This lightweight, single-dependency (Joi) queue class limits the number of tasks that can execute at a time. The primary purpose of this queue is to limit the usage of resources such as memory and database connections.

Although several packages address this use case, this package is apparently unique in that it that allows tasks to be queued post-instantiation without using generators.

Tasks are queued via the asynchronous method push(). This method accepts a function that starts a task. Tasks are removed from the queue when they finish. When the queue's maximum size has been reached, push() waits for a task to complete. The provided function is called only when the queue has an available slot. push() returns an object with a 'promise' property. This property is set to the return value of the provided function if it returns a Promise; otherwise, it is assigned a new Promise that resolves to the outcome of the function (either an exception or a value). Refer to the example below.

Example

This example runs at most two tasks at a time. It outputs: 2, 1, 4, 3.

const queue = new (require('@goodware/task-queue'))({ size: 2 });

// Task #1 : push() returns immediately because the queue is empty. 'await'
// doesn't wait for the task to complete.
await queue.push(
  () =>
    new Promise((resolve) =>
      setTimeout(() => {
        console.log(`Task 1 ${Date.now()}`);
        resolve();
      }, 400)

(Shape annotation entries)
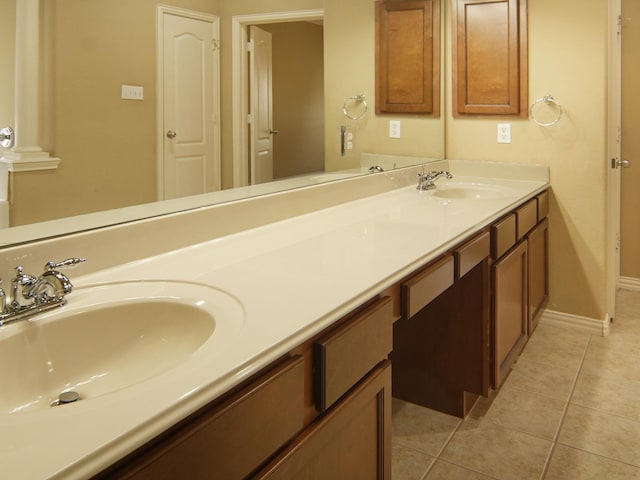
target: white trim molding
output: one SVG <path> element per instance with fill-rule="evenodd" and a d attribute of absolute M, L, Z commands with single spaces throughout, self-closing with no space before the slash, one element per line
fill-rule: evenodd
<path fill-rule="evenodd" d="M 540 323 L 545 325 L 554 325 L 562 328 L 570 328 L 592 335 L 606 337 L 611 330 L 611 317 L 609 314 L 603 319 L 582 317 L 570 313 L 556 312 L 553 310 L 545 310 L 540 317 Z"/>
<path fill-rule="evenodd" d="M 640 278 L 635 277 L 620 277 L 620 288 L 625 290 L 637 290 L 640 291 Z"/>

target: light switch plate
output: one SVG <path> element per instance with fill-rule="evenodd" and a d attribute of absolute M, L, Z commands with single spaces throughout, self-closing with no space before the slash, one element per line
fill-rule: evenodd
<path fill-rule="evenodd" d="M 122 85 L 122 100 L 144 100 L 144 88 L 137 85 Z"/>
<path fill-rule="evenodd" d="M 511 143 L 511 124 L 498 124 L 498 143 Z"/>
<path fill-rule="evenodd" d="M 400 120 L 389 120 L 389 138 L 400 138 Z"/>

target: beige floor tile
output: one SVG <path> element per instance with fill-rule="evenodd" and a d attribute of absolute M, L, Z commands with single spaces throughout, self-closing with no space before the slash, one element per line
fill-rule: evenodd
<path fill-rule="evenodd" d="M 640 467 L 640 421 L 569 405 L 558 442 Z"/>
<path fill-rule="evenodd" d="M 625 355 L 615 343 L 589 345 L 581 373 L 622 382 L 640 382 L 640 357 Z"/>
<path fill-rule="evenodd" d="M 393 444 L 391 453 L 391 478 L 393 480 L 421 480 L 435 457 L 411 448 Z"/>
<path fill-rule="evenodd" d="M 507 381 L 508 382 L 508 381 Z M 480 398 L 465 423 L 492 423 L 553 440 L 566 404 L 505 384 L 493 399 Z"/>
<path fill-rule="evenodd" d="M 501 480 L 537 480 L 551 442 L 498 425 L 463 424 L 440 458 Z"/>
<path fill-rule="evenodd" d="M 610 458 L 556 446 L 545 480 L 640 480 L 640 468 Z"/>
<path fill-rule="evenodd" d="M 589 335 L 539 325 L 525 346 L 521 360 L 568 368 L 576 373 L 589 343 Z"/>
<path fill-rule="evenodd" d="M 461 423 L 457 417 L 393 399 L 393 442 L 437 456 Z"/>
<path fill-rule="evenodd" d="M 494 477 L 438 460 L 426 478 L 428 480 L 492 480 Z M 396 480 L 395 477 L 393 480 Z"/>
<path fill-rule="evenodd" d="M 571 403 L 640 421 L 640 382 L 582 373 Z"/>
<path fill-rule="evenodd" d="M 567 401 L 576 373 L 574 368 L 550 367 L 544 363 L 520 358 L 507 377 L 505 386 Z"/>

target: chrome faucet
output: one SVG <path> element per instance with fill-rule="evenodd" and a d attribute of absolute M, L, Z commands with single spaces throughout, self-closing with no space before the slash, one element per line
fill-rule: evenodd
<path fill-rule="evenodd" d="M 432 190 L 436 188 L 435 181 L 440 177 L 446 177 L 448 179 L 452 179 L 453 175 L 451 175 L 447 171 L 436 172 L 433 170 L 429 170 L 427 173 L 419 173 L 418 174 L 418 186 L 417 190 Z"/>
<path fill-rule="evenodd" d="M 39 277 L 24 273 L 23 267 L 17 266 L 16 276 L 11 279 L 11 301 L 0 288 L 0 327 L 66 304 L 65 296 L 71 293 L 73 284 L 58 270 L 85 261 L 84 258 L 68 258 L 58 263 L 47 262 Z"/>

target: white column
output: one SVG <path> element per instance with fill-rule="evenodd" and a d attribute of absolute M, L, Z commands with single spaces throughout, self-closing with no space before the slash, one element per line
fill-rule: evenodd
<path fill-rule="evenodd" d="M 60 163 L 39 142 L 40 1 L 16 2 L 15 144 L 0 158 L 9 172 L 53 170 Z"/>
<path fill-rule="evenodd" d="M 16 2 L 15 132 L 12 151 L 41 152 L 38 139 L 40 0 Z"/>

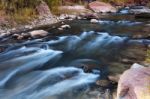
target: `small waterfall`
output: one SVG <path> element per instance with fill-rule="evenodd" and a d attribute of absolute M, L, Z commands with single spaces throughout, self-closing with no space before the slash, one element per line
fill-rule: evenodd
<path fill-rule="evenodd" d="M 106 71 L 103 59 L 114 59 L 127 40 L 90 31 L 9 46 L 0 53 L 0 98 L 88 99 L 84 92 Z"/>

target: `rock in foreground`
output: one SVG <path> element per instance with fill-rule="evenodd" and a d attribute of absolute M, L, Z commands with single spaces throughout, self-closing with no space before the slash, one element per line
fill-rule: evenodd
<path fill-rule="evenodd" d="M 150 99 L 150 68 L 134 64 L 120 78 L 117 99 Z"/>

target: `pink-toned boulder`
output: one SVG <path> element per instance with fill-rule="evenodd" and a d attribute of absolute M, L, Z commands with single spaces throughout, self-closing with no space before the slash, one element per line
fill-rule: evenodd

» EXERCISE GOAL
Proceed with the task-queue code example from the point where it stops. The records have no connection to the text.

» TASK ANSWER
    )
);

// Task #2 : push() returns immediately because the queue has an open slot
await queue.push(
  () =>
    new Promise((resolve) =>
      setTimeout(() => {
        console.log(`Task 2 ${Date.now()}`);
        resolve();
      }, 300)
    )
);

// The queue is full. Task #2 will finish in about 300 ms.

// Task #3 : push() waits until task #2 finishes
await queue.push(
  () =>
    new Promise((resolve) =>
      setTimeout(() => {
        console.log(`Task 3 ${Date.now()}`);
        resolve();
      }, 200)
    )
);

// The queue is full again. 300 ms have already passed. Task #1 will
// terminate in about 100 ms, leaving task #3 in the queue.

// Task #4 : push() waits until task #1 finishes
const ret = await queue.push(
  () =>
    new Promise((resolve) =>
      setTimeout(() => {
        console.log(`Task 4 ${Date.now()}`);
        resolve();
      }, 100)
    )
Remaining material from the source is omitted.